"""

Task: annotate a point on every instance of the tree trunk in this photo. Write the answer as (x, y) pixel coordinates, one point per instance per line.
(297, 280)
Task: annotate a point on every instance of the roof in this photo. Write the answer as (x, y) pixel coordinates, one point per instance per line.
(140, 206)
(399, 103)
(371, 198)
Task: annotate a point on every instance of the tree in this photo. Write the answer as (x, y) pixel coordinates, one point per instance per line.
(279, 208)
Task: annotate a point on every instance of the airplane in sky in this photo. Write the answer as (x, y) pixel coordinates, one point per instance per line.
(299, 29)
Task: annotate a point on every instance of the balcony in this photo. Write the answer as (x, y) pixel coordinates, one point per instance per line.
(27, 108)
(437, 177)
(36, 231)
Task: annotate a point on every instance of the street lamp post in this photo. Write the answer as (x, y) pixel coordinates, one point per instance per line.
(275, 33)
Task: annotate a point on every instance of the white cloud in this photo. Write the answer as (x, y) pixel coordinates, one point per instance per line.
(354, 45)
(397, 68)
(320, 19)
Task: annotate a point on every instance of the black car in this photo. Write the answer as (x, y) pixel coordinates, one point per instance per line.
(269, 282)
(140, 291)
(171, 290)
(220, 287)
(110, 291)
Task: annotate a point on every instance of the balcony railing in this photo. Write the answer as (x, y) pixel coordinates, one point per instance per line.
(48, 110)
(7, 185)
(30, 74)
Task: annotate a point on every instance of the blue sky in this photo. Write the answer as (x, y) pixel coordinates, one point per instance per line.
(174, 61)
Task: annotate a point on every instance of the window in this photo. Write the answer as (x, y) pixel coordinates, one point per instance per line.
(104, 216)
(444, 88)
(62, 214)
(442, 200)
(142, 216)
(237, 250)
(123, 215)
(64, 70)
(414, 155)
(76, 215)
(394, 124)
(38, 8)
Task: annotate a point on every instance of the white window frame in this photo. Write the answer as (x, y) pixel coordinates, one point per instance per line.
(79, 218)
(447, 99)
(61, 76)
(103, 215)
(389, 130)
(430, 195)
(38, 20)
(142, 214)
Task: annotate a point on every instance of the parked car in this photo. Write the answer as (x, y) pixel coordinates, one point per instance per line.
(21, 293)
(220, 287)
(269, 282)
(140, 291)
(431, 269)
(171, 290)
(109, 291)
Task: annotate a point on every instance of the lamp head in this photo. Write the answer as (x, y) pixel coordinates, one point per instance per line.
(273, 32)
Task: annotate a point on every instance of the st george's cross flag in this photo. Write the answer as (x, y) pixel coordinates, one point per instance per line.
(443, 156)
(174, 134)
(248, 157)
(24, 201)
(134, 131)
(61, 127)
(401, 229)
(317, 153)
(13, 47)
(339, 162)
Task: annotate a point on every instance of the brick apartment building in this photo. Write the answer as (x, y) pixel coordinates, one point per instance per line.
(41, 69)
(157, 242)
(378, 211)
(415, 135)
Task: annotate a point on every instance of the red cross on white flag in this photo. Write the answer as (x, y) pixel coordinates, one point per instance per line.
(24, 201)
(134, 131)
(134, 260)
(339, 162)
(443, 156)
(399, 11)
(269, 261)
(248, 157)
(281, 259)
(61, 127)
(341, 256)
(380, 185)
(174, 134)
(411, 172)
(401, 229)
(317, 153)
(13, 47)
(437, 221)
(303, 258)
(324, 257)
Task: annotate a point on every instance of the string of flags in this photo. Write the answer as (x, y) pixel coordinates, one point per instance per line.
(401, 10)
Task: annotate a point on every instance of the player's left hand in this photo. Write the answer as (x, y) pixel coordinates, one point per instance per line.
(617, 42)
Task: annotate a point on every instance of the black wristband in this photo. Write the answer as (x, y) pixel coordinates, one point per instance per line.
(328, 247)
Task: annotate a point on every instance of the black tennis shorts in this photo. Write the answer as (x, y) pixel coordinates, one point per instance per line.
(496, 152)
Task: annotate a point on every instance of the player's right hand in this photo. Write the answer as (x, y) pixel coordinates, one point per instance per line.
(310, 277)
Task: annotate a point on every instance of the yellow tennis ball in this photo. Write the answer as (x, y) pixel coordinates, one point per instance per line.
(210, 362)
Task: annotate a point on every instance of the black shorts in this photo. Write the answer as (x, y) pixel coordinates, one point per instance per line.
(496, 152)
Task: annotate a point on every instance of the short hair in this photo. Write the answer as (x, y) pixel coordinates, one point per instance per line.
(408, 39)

"""

| Exercise |
Copy the whole listing once more, exactly.

| Answer box |
Task: annotate a point on every instance of the tree trunk in this photo. Write the answer as (x, y) pixel coordinates, one point per instance per line.
(297, 280)
Task: annotate a point on every instance of the roof in this photo. Write the answer as (x, y) pixel coordinates, one point per instance per line.
(140, 206)
(399, 103)
(371, 198)
Task: annotate a point on every instance of the tree in this photo. Write the answer as (x, y) pixel coordinates, one point per instance per line.
(279, 208)
Task: annotate a point on every instance of the airplane in sky in this photo. Write the answer as (x, y) pixel coordinates, one point per instance per line.
(299, 29)
Task: annotate a point on every instance of the balcony in this photo. Write the answer as (x, y) pixel coordinates, one point per instance per line.
(27, 108)
(437, 177)
(36, 231)
Task: annotate a point on every instance of the street lamp post in this photo. Write the answer as (x, y) pixel coordinates, one point per instance per line.
(275, 33)
Task: annotate a point on every instance of the white cloud in this photo. Write the answer as (x, y) pixel coordinates, one point per instance per line.
(354, 45)
(397, 68)
(320, 19)
Task: annotate a point on every instance of the black car in this photo. Write the answer as (x, y) pixel coordinates, one point per instance per line.
(269, 282)
(140, 291)
(171, 290)
(220, 287)
(110, 291)
Task: annotate a point on every instance of the balcony railing in this photo. Write the answer as (x, y) pixel coordinates, one point per instance per line.
(48, 110)
(7, 185)
(30, 74)
Task: annotate a point on every instance of the blue sky in this photo. Write the answer as (x, y) pixel coordinates, one point per instance per line.
(174, 61)
Task: annotate a point on every instance of the window in this photo. Write the answer as (x, y) pixel coordinates, one point per instance per line.
(104, 216)
(444, 88)
(62, 214)
(442, 200)
(142, 216)
(237, 250)
(123, 215)
(64, 70)
(414, 155)
(76, 215)
(394, 124)
(38, 8)
Task: annotate a point on every instance of the white window frame in this photo. Write the answer as (x, y) pixel coordinates, one point per instance per line.
(79, 218)
(447, 99)
(61, 76)
(103, 215)
(389, 130)
(430, 195)
(38, 20)
(142, 214)
Task: annotate a point on every instance of the parked car in this photo. Write the answer as (x, y) pixel coordinates, one point per instance per line.
(21, 293)
(220, 287)
(269, 282)
(140, 291)
(431, 269)
(171, 290)
(109, 291)
Task: annotate a point on every instance of the lamp head in this photo. Write the answer as (x, y) pixel coordinates, one point per instance per line.
(273, 32)
Task: annotate a point on every instance of the st george's cross flag in this photo. Write the answer as (x, y) pixel coordinates, one point per instance per line.
(443, 156)
(174, 134)
(248, 157)
(24, 201)
(134, 131)
(61, 127)
(401, 229)
(317, 153)
(13, 47)
(339, 162)
Task: annotate a point on every instance of the brick apartment building in this photo. Write the answer as (x, y) pixel coordinates, one point per instance per line.
(41, 69)
(157, 242)
(378, 211)
(415, 135)
Task: annotate a point on every instance of the red cross on white flag in this photo. Write the answer as (x, y) pixel coordinates, one point per instance per line.
(24, 201)
(134, 131)
(134, 260)
(339, 162)
(443, 156)
(399, 11)
(269, 261)
(248, 157)
(281, 259)
(61, 127)
(341, 256)
(380, 185)
(174, 134)
(411, 172)
(401, 229)
(317, 153)
(13, 47)
(437, 221)
(303, 258)
(324, 257)
Task: annotate a point on every instance of the string of flags in this photo. Write the answer as (x, y) pixel coordinates, one point per instance per line.
(401, 10)
Task: annotate a point on every instance of the player's left hand in this photo. Write the answer as (x, y) pixel coordinates, one point per instance per line.
(617, 42)
Task: annotate a point on every instance of the black wristband in this photo. Write the answer as (x, y) pixel coordinates, one point per instance per line.
(328, 247)
Task: annotate a point on every instance of the black tennis shorts in this photo. Write the answer as (x, y) pixel coordinates, one point per instance per line.
(496, 152)
Task: annotate a point on every instance of the player's right hand in this photo. Write the answer as (x, y) pixel coordinates, one point per instance per line.
(310, 277)
Task: annotate a point on every instance of the yellow tennis ball in this photo. Write the answer as (x, y) pixel coordinates, one point per instance per line.
(210, 362)
Task: annotate a point on every instance of the black shorts in this photo. Write the answer as (x, y) pixel coordinates, one point per instance per line.
(496, 152)
Task: annotate a point on every instance of the short hair in this photo. Write the answer as (x, y) pixel coordinates, one point per instance per line.
(408, 39)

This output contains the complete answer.